### PAGE
# # # #

Assistant Professor
History
Sergio M. González is Assistant Professor of History at Marquette University. A historian of twentieth-century U.S. migration, labor, and religion, his scholarship focuses on the development of Latino communities in the U.S. Midwest. He is the author of Mexicans in Wisconsin (Wisconsin Historical Society Press, 2017) and the co-editor of Faith and Power: Latino Religious Politics Since 1945 (New York University Press, 2022) with Felipe Hinojosa and Maggie Elmore. His most recently published book, Strangers No Longer: Latino Belonging and Faith in Twentieth-Century Wisconsin (University of Illinois Press, 2024), explores the relationship between Latino communities, religion, and social movements in the twentieth century Midwest. His current research expands on these themes through two new initiatives. The first examines the history of sanctuary movements in the late twentieth and early twenty-first centuries, exploring the pivotal role religious institutions and people of faith have played in developing contemporary social movements for immigrant and refugee justice. His second project analyzes the central role the Midwest has come to play in the country’s fraught immigration politics, studying the century-long record of anti-immigrant sentiment in the region and the social movements that have risen to combat it.

# # # #

### DATA EXCERPT
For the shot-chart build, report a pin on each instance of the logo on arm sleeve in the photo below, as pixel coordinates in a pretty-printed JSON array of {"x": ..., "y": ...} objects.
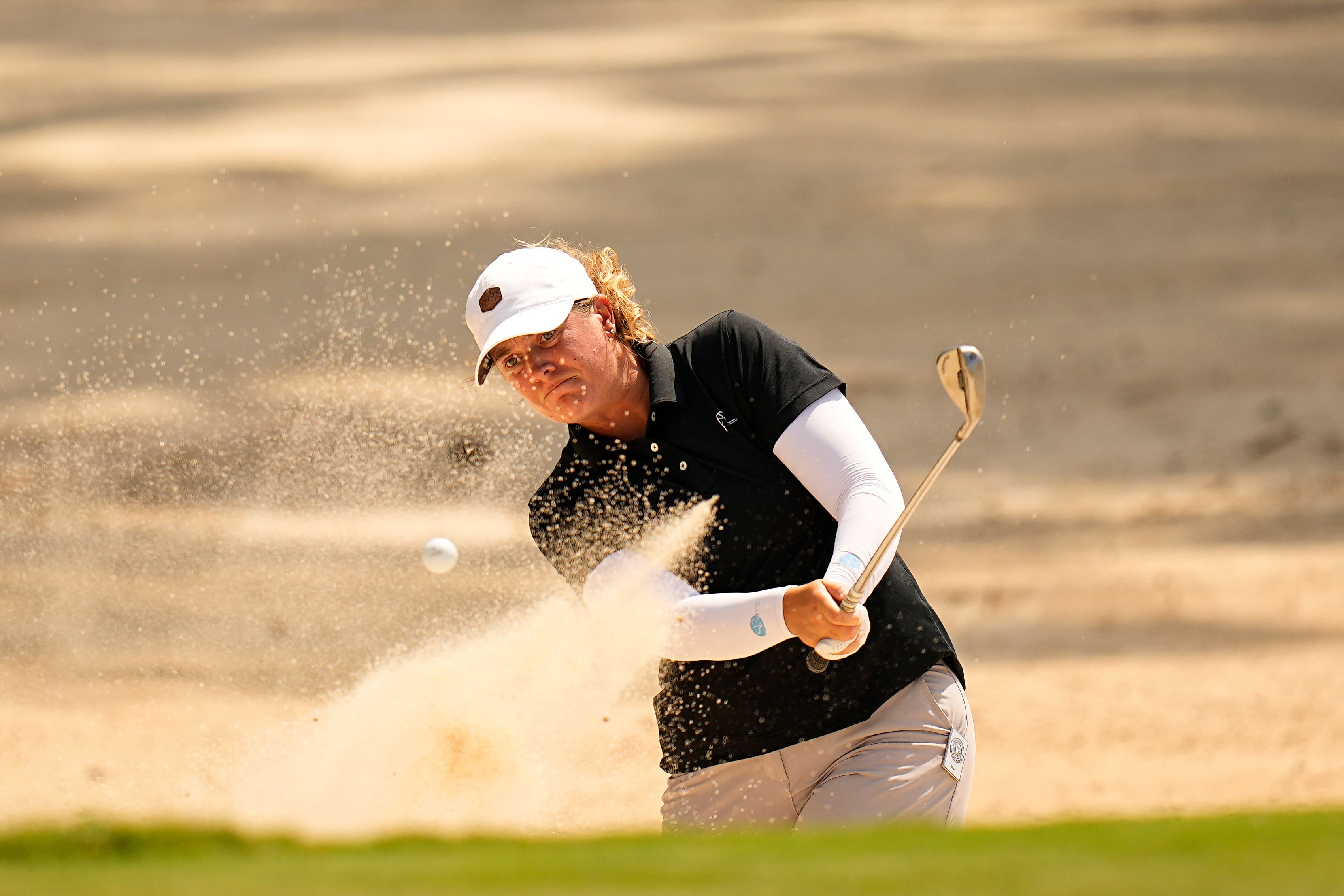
[{"x": 757, "y": 622}]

# # # #

### WHAT YOU NEED TO DO
1) Condense the paragraph in the faculty profile above that begins "Sergio M. González is Assistant Professor" into a short bulleted list that keeps its main facts.
2) Write the next few sentences of the faculty profile of Sergio M. González, starting after its final sentence.

### RESULTS FOR EACH TASK
1)
- Assistant Professor of History at Marquette University
- Historian of twentieth-century U.S. migration, labor, and religion, focused on Latino communities in the U.S. Midwest
- Author of Mexicans in Wisconsin (Wisconsin Historical Society Press, 2017)
- Co-editor, with Felipe Hinojosa and Maggie Elmore, of Faith and Power: Latino Religious Politics Since 1945 (New York University Press, 2022)
- Author of Strangers No Longer: Latino Belonging and Faith in Twentieth-Century Wisconsin (University of Illinois Press, 2024), on Latino communities, religion, and social movements in the twentieth-century Midwest
- Current research follows two new projects:
  - The history of sanctuary movements in the late twentieth and early twenty-first centuries, including the role of religious institutions and people of faith in movements for immigrant and refugee justice
  - The Midwest's central place in national immigration politics, including the region's century-long record of anti-immigrant sentiment and the movements that have fought it

2)
González extends his academic scholarship into his service commitments by serving on the executive boards of organizations such as the Labor and Working-Class History Association, the Immigration and Ethnic History Society, the Wisconsin Latinx History Collective, Wisconsin Humanities, and the State of Wisconsin Historic Preservation Review Board. As a public scholar deeply invested in questions of labor and immigration justice, he has also served as the co-president of his graduate worker union at the University of Wisconsin-Madison, the Teaching Assistants Association (AFT 3220); the co-founder of and lead organizer for the Dane Sanctuary Coalition; and as a board member of Voces de la Frontera Action, the political action arm of Wisconsin’s largest and most active membership-based immigrant and worker justice organization.
Education
Ph.D., University of Wisconsin-Madison
Courses Taught
González teaches across a variety of departments and programs, including in History; Languages, Literatures, Arts, & Culture; Latinx Studies; and the Honors Program. His courses focus on Latinx belonging and community formation, activism and civil rights movements, urban settlement, faith and religiosity, and the historical development of citizenship in the United States.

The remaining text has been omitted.